**Consigna 1:** Enumera, en el orden en que aparecen, todas las personas que el texto sobre el reencuentro del grupo juvenil menciona por su nombre.
**Consigna 2:** Escribe una continuación del texto sobre el reencuentro del grupo juvenil que empiece justo después de su última oración.

**Texto de lectura:**
+-------+

Merche Fusa, que se crió en una casa de ferroviarios
en el borde de la villa 21-24, en Barracas, me contó que cuando empecé a
acercarme a la gente «de antes», «de la época del
Padre Daniel» y contacté a algunos exmiembros del grupo juvenil
de los años setenta para entrevistarlos, el Chapy Araya, uno de los integrantes
de ese grupo, los invitó a todos un domingo a comer un asado en su casa en
Ezeiza; reencontrarse y recordar. Fue muy conmovedor, me cuenta Merche, porque
el grupo se había dispersado y hacía años que muchos de ellos no se veían. Facebook los ayudó a localizarse cuando
contacté al Chapy Araya y él empezó a buscar al resto del grupo. Fue muy lindo,
me dijo Merche, porque pasaron una tarde de recuerdos y emoción en su casa.
De repente uno de ellos, Miguel Ángel, que según
Merche cambió de clase social cuando se juntó con una mujer que viaja a Francia
y que tiene hijos viviendo en Alemania, les contó que un par de meses antes se
había encontrado con una de las chicas del barrio de aquella época, Haydée, en
el colectivo. Andaba mendigando con dos criaturitas, y estaba toda andrajosa.

+-------+

**Datos proporcionados:**
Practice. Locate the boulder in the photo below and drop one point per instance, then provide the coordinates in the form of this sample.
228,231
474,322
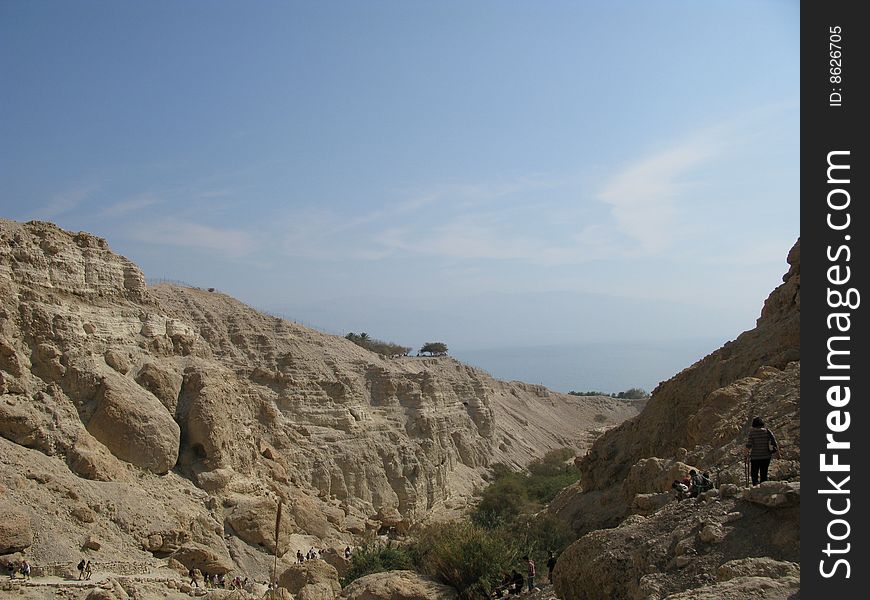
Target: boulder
134,426
741,588
758,567
397,585
774,494
253,520
92,543
197,556
16,532
163,381
311,572
165,542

+-------+

**Respuesta 1:** Merche Fusa, Padre Daniel, Chapy Araya, Miguel Ángel, Haydée

**Respuesta 2:**
Miguel Ángel no la reconoció hasta que ella se le acercó y le reveló:
–Miguel Ángel, ¿no te acordás de mí? Soy Haydée.
Pero Miguel Ángel no la reconoció; «toda sucia, vieja y rota».
– ¡Yo era tu reina!, Miguel Ángel, ¿no te acordás?
Miguel Ángel se rió del aspecto de Haydée delante
del grupo y dijo que ella le había contado que ahora vivía en Fuerte Apache.
Los demás se rieron también, risas cómplices, me dijo Merche, estimuladas por
el envión del reencuentro, el alivio de que sus destinos no se parecían al de
Haydée y la alegría dominguera. Era un momento de nostalgia por la juventud
compartida y no uno para traer a colación la desdicha de lo que la vida había
hecho con uno de ellos. Luis comentó que se había enterado de que Haydée había
tenido nueve hijos. Los primeros, con un marido hasta que un día ella se enteró
de que tenía una vida paralela. Los segundos, con otro tipo que ahora estaba
preso.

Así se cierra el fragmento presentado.